■ Selection:
START

Job runners¶

The runner is the fractal-server components that executes a job (based on a certain workflow and dataset) on a computational resource.

Configuration¶

The runner configuration is defined in the jobs_runner_config property of a computational resource. The configuration schemas reported below apply to a local resource (see JobRunnerConfigLocal) and to a slurm_sudo/slurm_ssh resource (see JobRunnerConfigSLURM). Some more specific details of the SLURM configurations are described at advanced SLURM configuration.

`JobRunnerConfigLocal` ¶

Bases: BaseModel

Runner-configuration specifications, for a local resource.

The typical use case is that setting parallel_tasks_per_job to a small number (e.g. 1) will limit parallelism when executing tasks requiring a large amount of resources (e.g. memory) on a local machine.

ATTRIBUTE	DESCRIPTION
`parallel_tasks_per_job`	Maximum number of tasks to be run in parallel within a local runner. If `None`, then all tasks may start at the same time. TYPE: `int \| None`

Source code in fractal_server/runner/config/_local.py

class JobRunnerConfigLocal(BaseModel):
    """
    Runner-configuration specifications, for a `local` resource.

    The typical use case is that setting `parallel_tasks_per_job` to a
    small number (e.g. 1) will limit parallelism when executing tasks
    requiring a large amount of resources (e.g. memory) on a local machine.

    Attributes:
        parallel_tasks_per_job:
            Maximum number of tasks to be run in parallel within a local
            runner. If `None`, then all tasks may start at the same time.
    """

    model_config = ConfigDict(extra="forbid")
    parallel_tasks_per_job: int | None = None

    @property
    def batch_size(self) -> int:
        return self.parallel_tasks_per_job or 0

`JobRunnerConfigSLURM` ¶

Bases: BaseModel

Runner-configuration specifications, for a slurm_sudo or slurm_ssh resource.

END

■ Record extracts:
START

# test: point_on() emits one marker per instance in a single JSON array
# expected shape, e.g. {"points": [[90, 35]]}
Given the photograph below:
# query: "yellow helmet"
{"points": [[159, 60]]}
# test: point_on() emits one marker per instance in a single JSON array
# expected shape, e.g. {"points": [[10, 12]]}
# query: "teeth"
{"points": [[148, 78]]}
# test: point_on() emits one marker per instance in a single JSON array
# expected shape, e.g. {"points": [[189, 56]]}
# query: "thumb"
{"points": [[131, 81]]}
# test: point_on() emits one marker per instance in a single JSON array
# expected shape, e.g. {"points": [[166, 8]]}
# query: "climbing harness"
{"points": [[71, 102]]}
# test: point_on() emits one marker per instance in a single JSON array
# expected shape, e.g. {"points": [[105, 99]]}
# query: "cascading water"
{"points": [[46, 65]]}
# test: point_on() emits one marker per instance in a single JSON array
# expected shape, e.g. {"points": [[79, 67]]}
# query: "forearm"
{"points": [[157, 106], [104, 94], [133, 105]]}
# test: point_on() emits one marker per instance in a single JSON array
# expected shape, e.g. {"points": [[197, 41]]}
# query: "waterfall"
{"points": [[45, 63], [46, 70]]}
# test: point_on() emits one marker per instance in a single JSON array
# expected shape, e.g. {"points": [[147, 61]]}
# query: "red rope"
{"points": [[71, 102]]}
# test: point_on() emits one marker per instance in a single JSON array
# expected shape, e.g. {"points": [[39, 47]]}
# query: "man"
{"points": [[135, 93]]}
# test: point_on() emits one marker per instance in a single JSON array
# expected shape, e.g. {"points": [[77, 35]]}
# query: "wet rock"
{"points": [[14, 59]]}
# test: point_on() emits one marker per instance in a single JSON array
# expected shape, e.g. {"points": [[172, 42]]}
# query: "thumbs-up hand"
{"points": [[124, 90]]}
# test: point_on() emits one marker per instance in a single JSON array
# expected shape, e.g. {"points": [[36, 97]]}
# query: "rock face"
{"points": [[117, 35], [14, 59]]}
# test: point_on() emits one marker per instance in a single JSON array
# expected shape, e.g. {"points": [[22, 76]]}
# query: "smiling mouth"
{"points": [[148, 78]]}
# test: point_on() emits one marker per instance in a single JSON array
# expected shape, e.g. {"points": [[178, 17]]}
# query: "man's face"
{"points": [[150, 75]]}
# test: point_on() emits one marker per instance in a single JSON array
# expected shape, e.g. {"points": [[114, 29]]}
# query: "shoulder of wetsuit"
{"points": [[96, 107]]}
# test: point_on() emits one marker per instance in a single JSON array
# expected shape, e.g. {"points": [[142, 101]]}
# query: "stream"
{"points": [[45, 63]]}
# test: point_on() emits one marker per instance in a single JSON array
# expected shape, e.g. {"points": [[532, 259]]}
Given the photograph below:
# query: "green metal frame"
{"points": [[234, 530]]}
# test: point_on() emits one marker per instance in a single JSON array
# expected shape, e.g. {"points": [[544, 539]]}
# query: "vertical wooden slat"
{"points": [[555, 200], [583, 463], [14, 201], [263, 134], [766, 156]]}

END

■ Task requirements: How would the fractal-server page on job runners continue after its last line? Write the next part.

■ Answer for the task:
Note: this is a common class, which is processed and transformed into more specific configuration objects during job execution.

Valid JSON example

{
    "default_slurm_config": {
        "partition": "partition-name",
        "cpus_per_task": 1,
        "mem": "100M"
    },
    "gpu_slurm_config": {
        "partition": "gpu",
        "extra_lines": [
            "#SBATCH --gres=gpu:v100:1"
        ]
    },
    "user_local_exports": {
        "CELLPOSE_LOCAL_MODELS_PATH": "CELLPOSE_LOCAL_MODELS_PATH",
        "NAPARI_CONFIG": "napari_config.json"
    },
    "batching_config": {
        "target_cpus_per_job": 1,
        "max_cpus_per_job": 1,
        "target_mem_per_job": 200,
        "max_mem_per_job": 500,
        "target_num_jobs": 2,
        "max_num_jobs": 4
    }
}

ATTRIBUTE	DESCRIPTION
`default_slurm_config`	Common default options for all tasks. TYPE: `SlurmConfigSet`
`gpu_slurm_config`	Default configuration for all GPU tasks. TYPE: `SlurmConfigSet \| None`
`batching_config`	Configuration of the batching strategy. TYPE: `BatchingConfigSet`
`user_local_exports`	Key-value pairs to be included as `export`-ed variables in SLURM submission script, after prepending values with the user's cache directory. TYPE: `DictStrStr`

Source code in fractal_server/runner/config/_slurm.py

class JobRunnerConfigSLURM(BaseModel):
    """
    Runner-configuration specifications, for a `slurm_sudo` or
    `slurm_ssh` resource.

    Note: this is a common class, which is processed and transformed into more
    specific configuration objects during job execution.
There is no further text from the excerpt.